Given data –
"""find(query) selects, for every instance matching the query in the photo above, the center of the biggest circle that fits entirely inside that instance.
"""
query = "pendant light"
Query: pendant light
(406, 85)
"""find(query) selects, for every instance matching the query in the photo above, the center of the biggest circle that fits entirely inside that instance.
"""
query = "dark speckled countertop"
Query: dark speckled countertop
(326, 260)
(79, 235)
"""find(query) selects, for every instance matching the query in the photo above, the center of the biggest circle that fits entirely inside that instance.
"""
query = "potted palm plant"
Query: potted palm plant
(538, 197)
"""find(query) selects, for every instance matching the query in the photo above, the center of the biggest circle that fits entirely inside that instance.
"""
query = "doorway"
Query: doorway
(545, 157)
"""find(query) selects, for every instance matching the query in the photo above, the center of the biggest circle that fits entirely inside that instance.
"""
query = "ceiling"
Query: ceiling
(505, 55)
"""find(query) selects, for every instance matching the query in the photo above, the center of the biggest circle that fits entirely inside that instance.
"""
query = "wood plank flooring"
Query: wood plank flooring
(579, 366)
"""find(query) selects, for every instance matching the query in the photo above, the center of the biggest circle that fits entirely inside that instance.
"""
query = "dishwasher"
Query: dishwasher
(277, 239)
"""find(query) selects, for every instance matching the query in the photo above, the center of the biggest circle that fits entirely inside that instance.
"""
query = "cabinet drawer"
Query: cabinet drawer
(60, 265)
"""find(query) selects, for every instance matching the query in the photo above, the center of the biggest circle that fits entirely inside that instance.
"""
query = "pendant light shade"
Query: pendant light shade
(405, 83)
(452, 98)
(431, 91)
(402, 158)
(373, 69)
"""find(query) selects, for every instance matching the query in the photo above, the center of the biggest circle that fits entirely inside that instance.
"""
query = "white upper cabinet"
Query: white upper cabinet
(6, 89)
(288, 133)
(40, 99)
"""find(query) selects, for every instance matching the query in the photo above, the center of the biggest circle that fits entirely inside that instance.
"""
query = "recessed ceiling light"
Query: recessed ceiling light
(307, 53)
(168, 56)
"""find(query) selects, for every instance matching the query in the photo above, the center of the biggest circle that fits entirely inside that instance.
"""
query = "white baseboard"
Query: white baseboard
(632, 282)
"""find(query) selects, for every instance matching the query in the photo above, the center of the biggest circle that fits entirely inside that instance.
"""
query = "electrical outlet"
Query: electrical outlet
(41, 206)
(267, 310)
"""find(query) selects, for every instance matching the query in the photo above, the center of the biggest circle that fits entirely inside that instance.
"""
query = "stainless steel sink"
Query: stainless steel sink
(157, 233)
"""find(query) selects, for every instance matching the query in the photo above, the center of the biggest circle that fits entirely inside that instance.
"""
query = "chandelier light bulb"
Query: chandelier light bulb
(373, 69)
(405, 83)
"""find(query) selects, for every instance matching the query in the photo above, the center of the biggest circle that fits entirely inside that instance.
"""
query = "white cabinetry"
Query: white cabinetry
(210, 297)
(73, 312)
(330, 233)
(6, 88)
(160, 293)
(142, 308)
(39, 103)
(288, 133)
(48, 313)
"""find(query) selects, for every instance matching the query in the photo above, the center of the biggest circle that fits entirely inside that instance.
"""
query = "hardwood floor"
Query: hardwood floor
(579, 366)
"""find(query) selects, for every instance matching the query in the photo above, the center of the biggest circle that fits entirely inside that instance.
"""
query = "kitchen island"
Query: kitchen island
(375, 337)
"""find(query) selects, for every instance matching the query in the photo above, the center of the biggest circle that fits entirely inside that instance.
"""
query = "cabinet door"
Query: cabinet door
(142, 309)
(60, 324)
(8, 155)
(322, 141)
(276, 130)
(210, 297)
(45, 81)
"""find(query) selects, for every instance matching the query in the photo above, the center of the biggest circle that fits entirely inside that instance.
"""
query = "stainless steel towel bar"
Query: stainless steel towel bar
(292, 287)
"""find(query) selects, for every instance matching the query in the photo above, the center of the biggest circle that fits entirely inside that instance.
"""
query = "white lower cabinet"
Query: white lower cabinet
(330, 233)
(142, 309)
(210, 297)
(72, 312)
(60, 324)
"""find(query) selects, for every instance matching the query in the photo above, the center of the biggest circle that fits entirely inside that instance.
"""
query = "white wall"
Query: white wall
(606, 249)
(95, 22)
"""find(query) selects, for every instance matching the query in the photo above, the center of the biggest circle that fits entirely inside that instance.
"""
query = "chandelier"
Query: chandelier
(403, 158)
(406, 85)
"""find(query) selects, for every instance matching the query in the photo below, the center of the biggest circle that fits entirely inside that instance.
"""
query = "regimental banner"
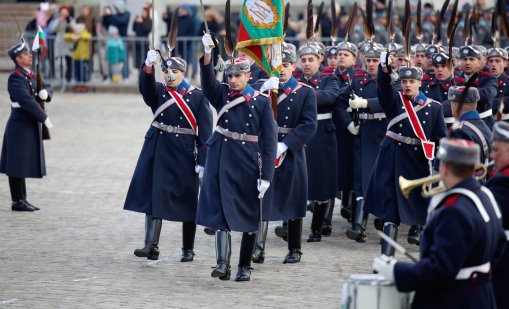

What is being asked – From the first line to the last, reproduce the listing above exactly, leaving the pictures out.

Exercise result –
"""find(query) selects, for every instance matching the query in the photo above, the center of the biggest circle that fits entirely inside that instance.
"""
query = "pendant light"
Query: pendant light
(406, 85)
"""find(query) selects, for every instance matching the query in the photo above, the center of the biggest circle that fits entirely inside that instance.
"""
query = "dark speckled countertop"
Query: dark speckled countertop
(326, 260)
(79, 235)
"""find(query) selects, for every instance matching the query in the photo above, the center of the biggest circle that fits entirely inside that instance.
"""
query = "potted palm plant"
Query: potted palm plant
(538, 197)
"""find(query) selects, for every instance matching the query in the photo above, the center of the biggest circle that fits entirely inside that instance.
"""
query = "doorway"
Query: doorway
(545, 157)
"""find(query) selects, for every instance matching the query in the photo above, the center of the biggest circle that fits entirely inside that instance.
"""
query = "ceiling"
Query: ceiling
(505, 55)
"""find(query) selects, for every instance matching the query in the photo above, the center of the biggest circle that fits entirely inside that instance.
"""
query = "wood plank flooring"
Query: wood plank flooring
(579, 366)
"""find(query) selects, for every instance matching the query in the photo above, the center of the biggest circle that fits entirely inside that instance.
"""
query = "dishwasher"
Query: dishwasher
(277, 239)
"""find(query) selects, for every instance matching the query in the photo above, the center of the biggest circle that fits entirely inside that instance.
"""
query = "cabinet drawer"
Query: cabinet drawer
(60, 265)
"""find(query) selects, for every instance matching the query in the photo above, the center of the biggest circle that fits entirely inside that instance.
"""
query = "pendant light shade"
Query: pendant light shade
(405, 83)
(452, 98)
(431, 91)
(402, 158)
(373, 69)
"""find(query) selects, for every instance matching the query in the photo above, the center of the biggest circle that fits entirely inside that instance.
"""
query = "white upper cabinet"
Query: white upper cabinet
(6, 89)
(288, 133)
(40, 99)
"""find(query) selects, for every instance matching the query in the photo above, the center of the biggest circle that fits entirely inside that instance.
"""
query = "recessed ceiling light"
Query: recessed ceiling light
(307, 53)
(168, 56)
"""find(query) selects, for every instance matching the query in the photo above, the center of the biggest circle that fits entirely inside that instance.
"""
query = "white baseboard"
Query: white baseboard
(632, 282)
"""find(query) selects, for every instance matching the query in the photo above, the center of the biggest circle that fits entirely inside that instance.
"""
query = "electrical outlet"
Query: electrical outlet
(41, 206)
(267, 310)
"""find(query) selects, for every instance matching the query in the photo above, the center of the biggest circle that fits entirely inside that instance.
"""
query = "stainless steel sink"
Query: stainless steel sink
(157, 233)
"""find(query) selects, for every instance matching the query in the photo above, the center of the biggest circle that fits entirely inside that instance.
"""
query = "chandelier light bulb"
Query: chandelier light bulb
(373, 69)
(405, 83)
"""find(query) selects, for every instance matching the query in the photo above, the center of the biggest circle that fits entirely inside that instance.
"""
query = "white cabinetry"
Query: white cabinetry
(210, 297)
(73, 312)
(330, 233)
(6, 88)
(160, 293)
(142, 308)
(39, 103)
(288, 133)
(48, 313)
"""find(query) selects, for every instance matching the query in the photo above, the center of the biggest circle that fits entirely inside that instance.
"""
query = "hardwood floor"
Query: hardwood floor
(579, 366)
"""find(query) selects, for every instance matching the query in the photo above, the center of the biggest circle that fits entirely inside that instance.
"""
query = "kitchen island"
Query: kitchen island
(375, 337)
"""find(query) selects, for every instance matching the query in the photo above, the center of the biggest circle that fits entirely inside that instance.
"""
query = "cabinet door"
Query: cabinet door
(142, 309)
(60, 324)
(8, 155)
(322, 141)
(276, 130)
(210, 297)
(45, 81)
"""find(query) selects, for every instance matching the query in the photo above, the center of the biggest circle that fits entirely inside that instance.
"""
query = "stainless steel towel bar"
Query: stainless steel towel bar
(292, 287)
"""find(query) selects, for every instance matching the query in the photo above, the center of the biggest circle that fits entirely inside that instance.
"""
query = "white lower cabinet"
Query: white lower cabinet
(330, 233)
(142, 309)
(210, 297)
(72, 312)
(60, 324)
"""find(query) selects, for every instance matching the query in the photo above, the center of the biggest circle that fits entirely inside that instance.
"""
query = "white wall"
Query: white wall
(606, 249)
(95, 22)
"""find(query) selects, for every instance matching the query in the photo above, the center of the biggest circle that fits entirely inside that instance.
"""
query = "chandelier"
Query: chandelier
(403, 158)
(406, 85)
"""find(query) selects, for every instance matching the query in the photo below, the center of the biggest circle that fits entirely inside that instance.
"""
query = "regimental banner"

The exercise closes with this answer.